Exercise brief » Identify every line in the rows below that contains the string "strap", and copy each such line in full. Case counts.

Task inputs »
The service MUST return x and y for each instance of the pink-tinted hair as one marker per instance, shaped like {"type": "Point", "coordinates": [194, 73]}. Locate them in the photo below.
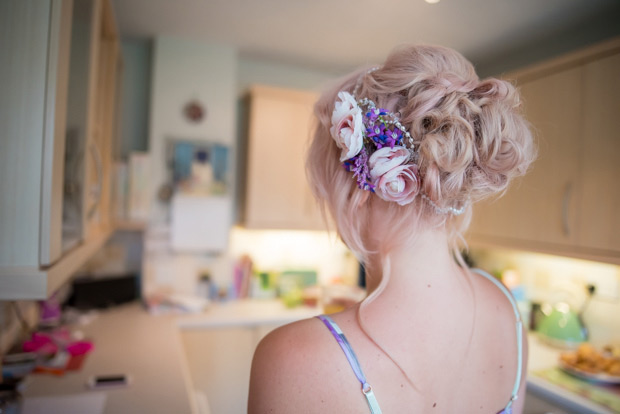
{"type": "Point", "coordinates": [471, 137]}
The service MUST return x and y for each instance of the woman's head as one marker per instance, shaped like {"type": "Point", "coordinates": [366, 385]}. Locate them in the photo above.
{"type": "Point", "coordinates": [445, 140]}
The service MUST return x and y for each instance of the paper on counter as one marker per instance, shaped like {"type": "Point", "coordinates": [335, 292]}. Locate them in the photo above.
{"type": "Point", "coordinates": [84, 403]}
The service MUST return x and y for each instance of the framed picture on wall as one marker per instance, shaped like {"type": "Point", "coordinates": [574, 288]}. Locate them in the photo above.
{"type": "Point", "coordinates": [198, 167]}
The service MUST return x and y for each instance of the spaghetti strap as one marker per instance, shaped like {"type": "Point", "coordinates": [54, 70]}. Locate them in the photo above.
{"type": "Point", "coordinates": [519, 327]}
{"type": "Point", "coordinates": [352, 358]}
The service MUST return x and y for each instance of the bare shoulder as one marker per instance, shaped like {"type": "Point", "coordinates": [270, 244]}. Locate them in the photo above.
{"type": "Point", "coordinates": [500, 319]}
{"type": "Point", "coordinates": [287, 369]}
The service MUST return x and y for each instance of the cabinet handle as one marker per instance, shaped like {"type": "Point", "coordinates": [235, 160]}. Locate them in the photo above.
{"type": "Point", "coordinates": [96, 190]}
{"type": "Point", "coordinates": [565, 204]}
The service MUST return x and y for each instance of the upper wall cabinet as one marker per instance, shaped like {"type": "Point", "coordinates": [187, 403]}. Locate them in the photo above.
{"type": "Point", "coordinates": [277, 195]}
{"type": "Point", "coordinates": [61, 60]}
{"type": "Point", "coordinates": [568, 204]}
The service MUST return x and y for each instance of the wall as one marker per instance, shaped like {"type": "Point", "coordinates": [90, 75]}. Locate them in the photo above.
{"type": "Point", "coordinates": [185, 69]}
{"type": "Point", "coordinates": [136, 93]}
{"type": "Point", "coordinates": [265, 72]}
{"type": "Point", "coordinates": [552, 279]}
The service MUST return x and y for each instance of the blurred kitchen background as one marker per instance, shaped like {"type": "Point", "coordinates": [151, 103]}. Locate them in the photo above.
{"type": "Point", "coordinates": [155, 219]}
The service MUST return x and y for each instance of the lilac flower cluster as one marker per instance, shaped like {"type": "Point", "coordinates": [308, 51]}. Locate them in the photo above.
{"type": "Point", "coordinates": [378, 134]}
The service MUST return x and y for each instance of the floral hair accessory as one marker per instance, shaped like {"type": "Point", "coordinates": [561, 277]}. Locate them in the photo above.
{"type": "Point", "coordinates": [378, 150]}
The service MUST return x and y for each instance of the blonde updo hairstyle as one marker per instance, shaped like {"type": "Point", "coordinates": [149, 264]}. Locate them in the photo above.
{"type": "Point", "coordinates": [469, 134]}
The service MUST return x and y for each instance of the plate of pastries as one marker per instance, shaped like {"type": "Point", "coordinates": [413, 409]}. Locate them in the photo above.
{"type": "Point", "coordinates": [592, 364]}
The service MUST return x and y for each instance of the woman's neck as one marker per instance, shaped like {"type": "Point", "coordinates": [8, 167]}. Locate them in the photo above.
{"type": "Point", "coordinates": [422, 266]}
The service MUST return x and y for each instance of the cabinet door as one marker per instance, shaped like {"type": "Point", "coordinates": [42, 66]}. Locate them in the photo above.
{"type": "Point", "coordinates": [599, 226]}
{"type": "Point", "coordinates": [278, 195]}
{"type": "Point", "coordinates": [542, 207]}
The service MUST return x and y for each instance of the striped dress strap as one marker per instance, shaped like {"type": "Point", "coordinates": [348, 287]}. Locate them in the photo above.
{"type": "Point", "coordinates": [352, 358]}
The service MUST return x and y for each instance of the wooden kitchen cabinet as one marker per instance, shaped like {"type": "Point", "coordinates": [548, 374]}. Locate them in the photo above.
{"type": "Point", "coordinates": [57, 126]}
{"type": "Point", "coordinates": [277, 195]}
{"type": "Point", "coordinates": [568, 203]}
{"type": "Point", "coordinates": [599, 204]}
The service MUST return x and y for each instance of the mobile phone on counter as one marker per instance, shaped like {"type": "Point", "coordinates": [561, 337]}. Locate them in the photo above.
{"type": "Point", "coordinates": [108, 381]}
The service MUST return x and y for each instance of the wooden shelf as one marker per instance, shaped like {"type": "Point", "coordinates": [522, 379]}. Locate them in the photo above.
{"type": "Point", "coordinates": [26, 283]}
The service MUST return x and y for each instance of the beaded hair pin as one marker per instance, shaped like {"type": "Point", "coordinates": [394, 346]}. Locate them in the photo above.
{"type": "Point", "coordinates": [378, 150]}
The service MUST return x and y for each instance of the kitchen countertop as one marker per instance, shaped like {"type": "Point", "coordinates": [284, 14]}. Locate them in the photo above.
{"type": "Point", "coordinates": [542, 357]}
{"type": "Point", "coordinates": [130, 340]}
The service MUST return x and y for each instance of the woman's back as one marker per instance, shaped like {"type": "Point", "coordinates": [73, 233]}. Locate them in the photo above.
{"type": "Point", "coordinates": [400, 154]}
{"type": "Point", "coordinates": [459, 355]}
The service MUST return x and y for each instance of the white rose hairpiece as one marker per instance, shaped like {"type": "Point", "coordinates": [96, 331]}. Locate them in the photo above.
{"type": "Point", "coordinates": [379, 151]}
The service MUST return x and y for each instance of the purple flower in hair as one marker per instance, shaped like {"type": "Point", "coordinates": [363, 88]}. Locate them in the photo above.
{"type": "Point", "coordinates": [358, 165]}
{"type": "Point", "coordinates": [394, 137]}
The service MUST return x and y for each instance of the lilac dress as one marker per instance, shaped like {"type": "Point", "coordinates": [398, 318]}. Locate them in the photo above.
{"type": "Point", "coordinates": [373, 405]}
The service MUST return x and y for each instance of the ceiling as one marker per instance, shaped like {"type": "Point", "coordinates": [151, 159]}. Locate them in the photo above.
{"type": "Point", "coordinates": [339, 34]}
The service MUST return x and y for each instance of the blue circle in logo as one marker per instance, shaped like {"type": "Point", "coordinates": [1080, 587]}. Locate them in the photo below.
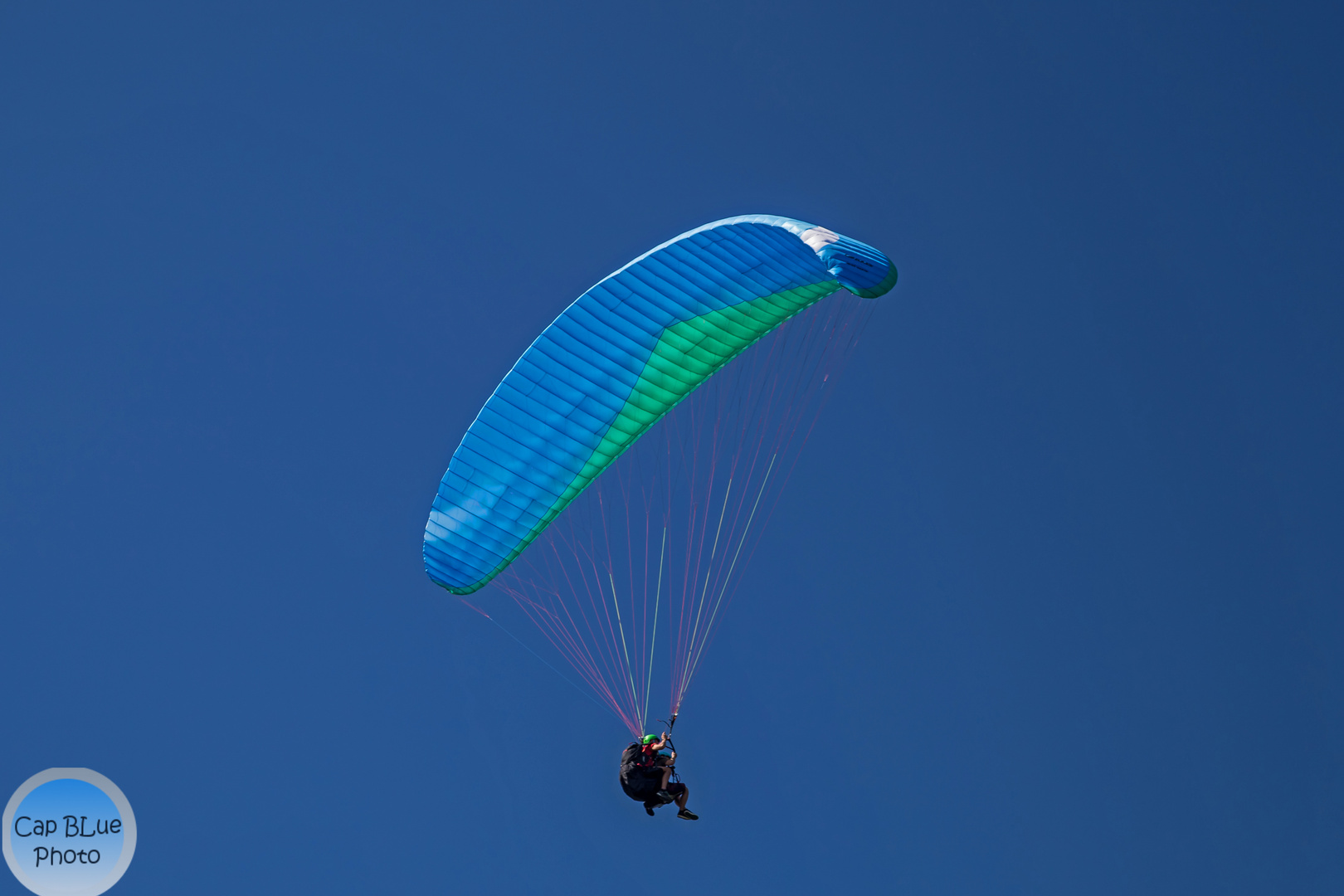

Result below »
The service MUST return x and y for each instance of the spaghetti strap as one marker per instance, shaped like {"type": "Point", "coordinates": [54, 70]}. Locate them in the photo above.
The service MUST return x and y for each instance of the striped dress strap as one marker per instance, shaped like {"type": "Point", "coordinates": [348, 287]}. Locate them in the photo above.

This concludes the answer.